▶ INSTRUCTIONS
- a) Rewrite the passage of the LedgerDB pruning thread that begins at the words "Also, this makes" and stops after "beneath k+1 blocks.", changing "VolatileDB" to "ImmutableDB".
- b) List every distinct issue or pull request number marked with "#" in the LedgerDB pruning thread.
- c) Continue the LedgerDB pruning thread, starting right after its last sentence.

LedgerDB: prune on garbage collection instead of on every change #1513

amesgen · 2025-05-19T12:26:24Z

This is in preparation for #1424

This PR is intended to be reviewed commit-by-commit.

Currently, we prune the LedgerDB (ie remove all but the last k+1 states) every time we adopt a longer chain. This means that we can not rely on the fact that other threads (like the copyAndSnapshot ChainDB background) actually observe all immutable ledger states, just as described in the caveats of our Watcher abstraction.

However, a predictable ledger snapshotting rule (#1424) requires this property; otherwise, when the node is under high load and/or we are adopting multiple blocks in quick succession, the node might not be able to create a snapshot for its desired block.

This PR changes this fact: Now, when adopting new blocks, the LedgerDB is not immediately pruned. Instead, the a new dedicated background thread for ledger maintenance tasks (flushing/snapshotting/garbage collection) in the ChainDB will periodically (on every new immutable block) wake up and (in particular) garbage collect the LedgerDB based on a slot number.

Also, this makes the semantics more consistent with the existing garbage collection of previously-applied blocks in the LedgerDB, and also with how the ChainDB works, where we also don't immediately delete blocks from the VolatileDB once they are buried beneath k+1 blocks.

See #1513 (comment) for benchmarks demonstrating that the peak memory usage does not increase while syncing (where we now briefly might hold more than k+1 ledger states in memory).

jasagredo

Looks good.

ouroboros-consensus/src/ouroboros-consensus/Ouroboros/Consensus/Storage/LedgerDB/V2.hs

amesgen · 2025-06-05T14:17:03Z

Sync benchmarks are looking good (mainnet, first 1e6 slots/blocks):

LMDB benchmark (of course, this is a bit degenerate as Byron doesn't have tables, but this still serves as a regression test for the DbChangelog aspects which are touched by this PR).

Note that d1b6215 is crucial; otherwise, there is a significant (2x) regression in max heap size.

amesgen · 2025-07-02T08:19:05Z

Thanks for the great reviews, I hope I addressed your comments. Interesting changes:

d627e84 for removing LedgerDbPruneKeeping prompted by LedgerDB: prune on garbage collection instead of on every change #1513 (comment)
Found a bug in the LedgerDB state machine test (LedgerDB.StateMachine test: actually test rollbacks #1576) which this PR now depends on as I enriched it due to LedgerDB: prune on garbage collection instead of on every change #1513 (comment)

It is not necessary to perform the garbage collection of the LedgerDB and the map of invalid blocks in the same STM transaction. In the past, this was important, but it is not anymore, see #1507.

Primarily, this is an optimization to reduce the maximum memory usage (more relevant with the in-memory backend) when pruning happens on garbage collection instead of while adding new blocks to the LedgerDB, see the added commit and the benchmark in the pull request. Previously, LedgerDB garbage collection happened as part of VolatileDB garbage collection, which was intentionally rate-limited. Also, it resolves the current (somewhat weird) behavior that we do not copy any blocks to the ImmutableDB when we are taking a snapshot (which can take >2 minutes), and consequently also not garbage-collecting the VolatileDB. It also synergizes with the planned feature to add a random delay when taking snapshots.

▶ MATERIAL SUPPLIED
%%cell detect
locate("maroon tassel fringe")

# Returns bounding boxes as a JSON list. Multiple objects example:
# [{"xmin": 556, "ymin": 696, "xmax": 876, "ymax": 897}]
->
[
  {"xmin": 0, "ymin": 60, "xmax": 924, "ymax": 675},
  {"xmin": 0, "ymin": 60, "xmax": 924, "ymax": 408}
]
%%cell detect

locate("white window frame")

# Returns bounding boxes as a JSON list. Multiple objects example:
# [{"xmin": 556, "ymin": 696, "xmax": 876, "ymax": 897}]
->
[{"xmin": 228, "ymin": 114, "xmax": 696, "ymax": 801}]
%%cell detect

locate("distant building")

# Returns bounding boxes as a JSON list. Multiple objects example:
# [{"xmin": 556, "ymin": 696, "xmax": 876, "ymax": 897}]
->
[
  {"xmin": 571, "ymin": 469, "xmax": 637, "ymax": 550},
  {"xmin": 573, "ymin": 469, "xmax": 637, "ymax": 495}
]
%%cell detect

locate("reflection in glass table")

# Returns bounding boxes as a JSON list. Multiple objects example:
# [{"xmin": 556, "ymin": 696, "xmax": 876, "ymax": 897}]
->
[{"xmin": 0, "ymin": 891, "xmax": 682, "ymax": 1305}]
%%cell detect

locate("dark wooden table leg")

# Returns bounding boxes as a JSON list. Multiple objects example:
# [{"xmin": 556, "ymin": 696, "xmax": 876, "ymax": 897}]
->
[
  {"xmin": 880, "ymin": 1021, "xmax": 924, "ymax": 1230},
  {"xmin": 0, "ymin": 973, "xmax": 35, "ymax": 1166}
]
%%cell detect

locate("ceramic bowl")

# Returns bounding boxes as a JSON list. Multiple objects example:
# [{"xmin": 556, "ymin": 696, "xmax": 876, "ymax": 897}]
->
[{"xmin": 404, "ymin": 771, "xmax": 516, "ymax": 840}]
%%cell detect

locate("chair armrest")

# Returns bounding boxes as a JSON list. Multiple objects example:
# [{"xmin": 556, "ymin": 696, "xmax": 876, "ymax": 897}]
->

▶ ANSWERS FOR THE EXERCISE
- a)
Also, this makes the semantics more consistent with the existing garbage collection of previously-applied blocks in the LedgerDB, and also with how the ChainDB works, where we also don't immediately delete blocks from the ImmutableDB once they are buried beneath k+1 blocks.

- b) #1513, #1424, #1576, #1507

- c)
Also make sure to account for the fact that the DbChangelog might have gotten pruned between opening and committing the forker.

regarding the previous few commits

@k

It was already superseded in the most important places due to `LedgerDbPruneBeforeSlot`. Its remaining use cases are non-essential: - Replay on startup. In this case, we never roll back, so not maintaining k states is actually an optimization here. We can also remove the now-redundant `InitDB.pruneDb` function. - Internal functions used for db-analyser. Here, we can just as well use `LedgerDbPruneAll` (which is used by `pruneToImmTipOnly`) as we never need to roll back. - Testing. In particular, we remove some DbChangelog tests that previously ensured that only at most @k@ states are kept. This is now no longer true; that property is instead enforced by the LedgerDB built on top of the DbChangelog. A follow-up commit in this PR enriches the LedgerDB state machine test to make sure that the public API functions behave appropriately, ensuring that we don't lose test coverage (and also testing V2, which previously didn't have any such tests).

Make sure that we correctly fail when trying to roll back too far.

jasagredo

I gave another look to the PR. I therefore approve it again.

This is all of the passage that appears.